Exercise brief — Rescale every line from the one containing "Where can the swimming" through the end of the rows below by writing them all out again, requests included, with each coordinate in the answers multiplied by 2.3 and rounded to a whole number (halves round up). Leave all other numbers in the requests and format samples unchanged.

# # # #

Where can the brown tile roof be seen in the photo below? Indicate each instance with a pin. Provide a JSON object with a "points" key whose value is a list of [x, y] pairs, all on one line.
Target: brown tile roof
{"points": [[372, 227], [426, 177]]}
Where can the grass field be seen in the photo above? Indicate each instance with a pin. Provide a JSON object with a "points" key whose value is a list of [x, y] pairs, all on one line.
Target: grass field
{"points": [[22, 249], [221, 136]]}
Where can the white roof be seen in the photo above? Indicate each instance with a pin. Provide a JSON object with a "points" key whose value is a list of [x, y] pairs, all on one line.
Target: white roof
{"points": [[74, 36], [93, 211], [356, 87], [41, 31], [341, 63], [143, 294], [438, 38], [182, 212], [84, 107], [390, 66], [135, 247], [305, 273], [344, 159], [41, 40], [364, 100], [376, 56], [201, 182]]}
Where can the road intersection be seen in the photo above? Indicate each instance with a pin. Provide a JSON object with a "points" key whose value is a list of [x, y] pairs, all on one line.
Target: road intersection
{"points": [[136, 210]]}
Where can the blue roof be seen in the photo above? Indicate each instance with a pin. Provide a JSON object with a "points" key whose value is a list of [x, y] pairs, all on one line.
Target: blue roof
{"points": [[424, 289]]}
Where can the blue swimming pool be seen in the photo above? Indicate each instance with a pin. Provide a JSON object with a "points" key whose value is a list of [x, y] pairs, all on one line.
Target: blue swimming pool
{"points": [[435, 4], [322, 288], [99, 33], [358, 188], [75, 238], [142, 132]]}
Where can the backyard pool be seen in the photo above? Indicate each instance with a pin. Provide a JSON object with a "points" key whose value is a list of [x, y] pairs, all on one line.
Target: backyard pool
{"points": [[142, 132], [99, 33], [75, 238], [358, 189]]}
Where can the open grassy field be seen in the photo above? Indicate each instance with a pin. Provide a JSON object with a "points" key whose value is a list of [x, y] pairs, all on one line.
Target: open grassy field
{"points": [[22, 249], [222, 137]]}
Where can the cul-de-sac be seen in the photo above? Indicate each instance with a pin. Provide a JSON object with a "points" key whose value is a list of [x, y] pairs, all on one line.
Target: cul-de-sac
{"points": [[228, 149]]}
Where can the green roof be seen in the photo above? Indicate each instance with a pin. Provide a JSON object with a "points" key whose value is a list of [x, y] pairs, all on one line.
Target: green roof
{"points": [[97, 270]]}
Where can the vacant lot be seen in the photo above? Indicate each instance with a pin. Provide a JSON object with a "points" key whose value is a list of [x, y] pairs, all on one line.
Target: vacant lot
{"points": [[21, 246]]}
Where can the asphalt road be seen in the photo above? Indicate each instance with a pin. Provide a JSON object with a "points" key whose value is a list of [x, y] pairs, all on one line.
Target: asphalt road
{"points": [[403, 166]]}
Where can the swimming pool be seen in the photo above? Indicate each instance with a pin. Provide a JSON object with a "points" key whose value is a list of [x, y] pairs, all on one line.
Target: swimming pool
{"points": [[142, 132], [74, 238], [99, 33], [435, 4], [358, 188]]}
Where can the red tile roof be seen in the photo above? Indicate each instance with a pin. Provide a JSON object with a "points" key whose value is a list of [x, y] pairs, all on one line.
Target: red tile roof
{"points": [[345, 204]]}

# # # #

Correct response —
Where can the swimming pool be seen in the photo above? Indicate each instance with a pin. Provide a JSON object with a "points" key whose value is a list of [x, y] pairs, all on one line.
Target: swimming pool
{"points": [[327, 304], [170, 547], [228, 76], [1001, 9], [823, 432]]}
Where can the red tile roof be seen in the photo above? Indicate each instance with a pin. Provide a JSON object with a "points" key whose value is a list of [x, y] pairs, all on one line.
Target: red tile roof
{"points": [[794, 469]]}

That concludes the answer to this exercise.